# Records from a data collection

-------

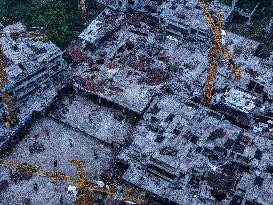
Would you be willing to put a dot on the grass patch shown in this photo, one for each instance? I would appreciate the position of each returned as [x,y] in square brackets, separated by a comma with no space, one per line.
[260,20]
[59,17]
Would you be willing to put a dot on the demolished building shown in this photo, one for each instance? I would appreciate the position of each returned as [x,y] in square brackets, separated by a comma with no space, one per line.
[154,69]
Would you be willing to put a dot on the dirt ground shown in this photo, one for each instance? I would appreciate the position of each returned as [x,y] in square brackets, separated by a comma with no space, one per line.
[53,141]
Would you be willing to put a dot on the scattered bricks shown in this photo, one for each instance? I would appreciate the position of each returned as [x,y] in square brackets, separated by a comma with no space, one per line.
[94,66]
[163,56]
[258,181]
[3,185]
[142,66]
[93,86]
[102,53]
[245,139]
[156,77]
[258,154]
[130,72]
[269,169]
[111,65]
[115,88]
[236,200]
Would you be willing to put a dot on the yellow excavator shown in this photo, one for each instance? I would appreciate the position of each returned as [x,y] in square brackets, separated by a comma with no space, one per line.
[85,188]
[215,49]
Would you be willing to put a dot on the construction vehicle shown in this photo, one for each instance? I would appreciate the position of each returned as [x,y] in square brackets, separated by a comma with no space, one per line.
[215,50]
[6,87]
[85,188]
[82,8]
[28,34]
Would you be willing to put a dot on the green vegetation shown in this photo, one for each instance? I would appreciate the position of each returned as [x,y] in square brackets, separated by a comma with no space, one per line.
[60,18]
[260,20]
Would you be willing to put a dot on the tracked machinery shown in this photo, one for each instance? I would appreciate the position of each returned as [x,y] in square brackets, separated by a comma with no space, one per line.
[85,188]
[213,55]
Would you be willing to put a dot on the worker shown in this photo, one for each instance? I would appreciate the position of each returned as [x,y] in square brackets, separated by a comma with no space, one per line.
[96,154]
[70,142]
[61,199]
[35,186]
[55,163]
[46,131]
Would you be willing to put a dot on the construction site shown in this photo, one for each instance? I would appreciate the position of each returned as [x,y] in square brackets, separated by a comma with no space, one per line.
[154,103]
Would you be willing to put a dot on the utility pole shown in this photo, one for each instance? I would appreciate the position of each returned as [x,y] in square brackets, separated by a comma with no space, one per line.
[233,4]
[250,15]
[270,24]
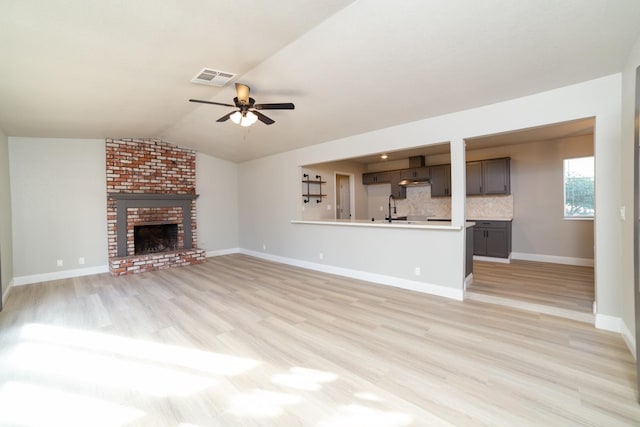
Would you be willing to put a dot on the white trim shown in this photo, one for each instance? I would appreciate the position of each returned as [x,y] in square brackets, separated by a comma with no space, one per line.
[221,252]
[492,259]
[608,323]
[629,340]
[427,288]
[467,281]
[56,275]
[585,262]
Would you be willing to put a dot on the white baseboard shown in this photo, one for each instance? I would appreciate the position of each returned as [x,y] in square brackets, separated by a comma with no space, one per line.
[56,275]
[629,339]
[468,280]
[66,274]
[586,262]
[442,291]
[222,252]
[5,292]
[609,323]
[492,259]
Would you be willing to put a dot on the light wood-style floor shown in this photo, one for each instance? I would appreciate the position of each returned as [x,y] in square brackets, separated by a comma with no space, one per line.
[567,288]
[240,341]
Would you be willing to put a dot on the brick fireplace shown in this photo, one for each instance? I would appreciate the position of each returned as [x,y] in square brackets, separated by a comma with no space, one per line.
[150,186]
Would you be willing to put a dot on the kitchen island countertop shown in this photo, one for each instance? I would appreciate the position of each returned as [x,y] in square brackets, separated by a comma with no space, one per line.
[427,225]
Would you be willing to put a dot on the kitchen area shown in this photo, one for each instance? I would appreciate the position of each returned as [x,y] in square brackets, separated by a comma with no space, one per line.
[509,189]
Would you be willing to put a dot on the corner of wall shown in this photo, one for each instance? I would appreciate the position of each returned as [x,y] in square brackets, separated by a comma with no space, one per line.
[628,338]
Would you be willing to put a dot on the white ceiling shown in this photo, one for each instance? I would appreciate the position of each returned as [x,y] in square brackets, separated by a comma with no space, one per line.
[96,69]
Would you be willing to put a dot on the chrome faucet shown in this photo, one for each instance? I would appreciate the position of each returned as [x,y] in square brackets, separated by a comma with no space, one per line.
[394,206]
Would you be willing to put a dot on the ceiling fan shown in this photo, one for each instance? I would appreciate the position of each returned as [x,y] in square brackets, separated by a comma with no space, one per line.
[247,113]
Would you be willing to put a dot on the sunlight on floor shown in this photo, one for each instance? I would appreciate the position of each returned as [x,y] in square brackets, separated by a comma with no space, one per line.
[57,376]
[85,367]
[204,361]
[35,406]
[304,379]
[361,416]
[262,403]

-------

Each record above should come back exactly the same, only without its pictures.

# EXERCISE OUTPUT
Would you be willing to put a dot on the grass patch shown in this photo, one for each instance? I would appreciate the position of each returned as [x,y] in square brackets, separated by a comma with no space, one per line.
[260,20]
[59,17]
Would you be willing to put a dot on the demolished building shown in this photo, one for each instance? I would appreciate the position of each returned as [x,y] in square brackets, separated by a comma with no space, one per line.
[154,69]
Would you be willing to put a dot on the dirt ground shown in this photo, one for each instance? I would appreciate the position of each returned as [x,y] in square brackets, separated by a comma with no space, one per line.
[53,141]
Would you be willing to put a dot on the scattered bricks shown in this photo, one for each instance? I would appreciate the position of each returned as [x,y] in square brackets, separated by a comma with no space, one per line.
[94,66]
[163,56]
[258,181]
[3,185]
[142,66]
[93,86]
[102,53]
[245,139]
[156,77]
[258,154]
[130,72]
[269,169]
[111,65]
[115,88]
[236,200]
Would you be willing to put a dot on the yellow excavator shown in this photo, one for each instance? I would appreciate the position of each returned as [x,y] in square brackets, separated by a comma with no space, one per line.
[85,188]
[215,49]
Would you be willing to put a dot on the construction vehicle shown in this photo, one for each instance? I would appreciate the position of each returned as [x,y] in square brackets, separated by a comma with no space, one per line.
[215,50]
[6,87]
[85,188]
[82,8]
[28,34]
Would you be willing to put a dot on the green vegetation shown in this photo, one for each instance? I would appreciate the position of each returned as [x,y] in square brackets, separated by a comma with no space, one per line.
[60,18]
[260,20]
Would you be willing to put a dot on the tracked machinery shown in this photo, one for each instance? I would appreciate the position of each returned as [x,y] in square brackets, separated by a comma with no space, one per line.
[85,188]
[213,55]
Would you be willing to put a dot on the worker shown in this photo, one for each instance? I would appreciate the position of each returned as [x,y] in square brackets, separated by a comma with no space, one per line.
[96,154]
[70,142]
[61,199]
[35,186]
[55,163]
[46,131]
Would you be willing to put a dot on the construction site shown in this photo, one for each instance? I would appreciate the position of each returned as [x,y] in square brackets, separated by a comma with no space, one per line.
[154,103]
Would you be willing to put a dot on the utility pole shown in this photo, one for each instance? I would appreciate the position of each returned as [x,y] in square brackets, separated by a comma with no space, one per line.
[233,4]
[250,15]
[270,24]
Would you be willing to put a dot on the white trim shown in this photo, one for each instance? I would appreciate the position of each returned as [x,y] in square brackets, separated by a comma with no space, one per line.
[221,252]
[492,259]
[608,323]
[629,340]
[427,288]
[467,281]
[56,275]
[585,262]
Would you be willing to put a dot on the white baseboard shown in this photo, one for each instance? I would appreciate the position of each returned as [x,y] in square brackets, separated by a comma with no space, one per line.
[56,275]
[629,339]
[468,280]
[66,274]
[586,262]
[442,291]
[222,252]
[5,292]
[609,323]
[492,259]
Would you be willing to put a dot on the light wood-style floor shown in this photo, one for each instance? I would appreciate the position of each returned as [x,y] in square brackets, separated by a comma with no space, one per line.
[567,288]
[240,341]
Would you be willing to put a dot on the brick fireplace shown in this photo, one for each instance? I would appreciate the position of each returned as [x,y] in square brackets, separated by a comma with no space, one per line.
[150,186]
Would you be willing to put a dot on the kitchen island countertop shown in this photo, one for each instance? I would appreciate the position of each returned as [x,y] in square brackets, separated by a comma with no space, one per line.
[427,225]
Would you be willing to put a dot on the kitchen area shown in this photo, one for each instance? I would appreciate the position of each returned as [x,y] in square brackets, separated by a comma with no space, one per line.
[509,189]
Would you be willing to put a dot on the corner of wall shown in this photo, one for each instance? I would appreciate the position of each returned as [x,y] in square brackets, separated by a comma with no space, one per line.
[628,338]
Would you be willing to put a dot on the white ceiling shown in this photo, one for each instance? I would appreciate the position of each returned as [x,y] in square brackets, separated by a comma with no space, one per line.
[96,69]
Would you be willing to put a dot on the chrome faucet shown in this photo, one for each instance? I would appreciate the position of each returned as [x,y] in square brackets, separated by a comma with no space, one per line.
[394,206]
Would you be willing to put a dot on the ceiling fan shown in this photo, one for each instance? I would appreciate the position of each returned as [x,y] in square brackets, separated by a comma with no space, one per line.
[247,113]
Would you be willing to put a dot on the sunlight on floor shown in this photo, one for each instance? I would appreciate the position of each returned as [x,y] in square brackets, separated by a comma with no space, one per line.
[57,376]
[85,367]
[204,361]
[35,406]
[304,379]
[361,416]
[262,403]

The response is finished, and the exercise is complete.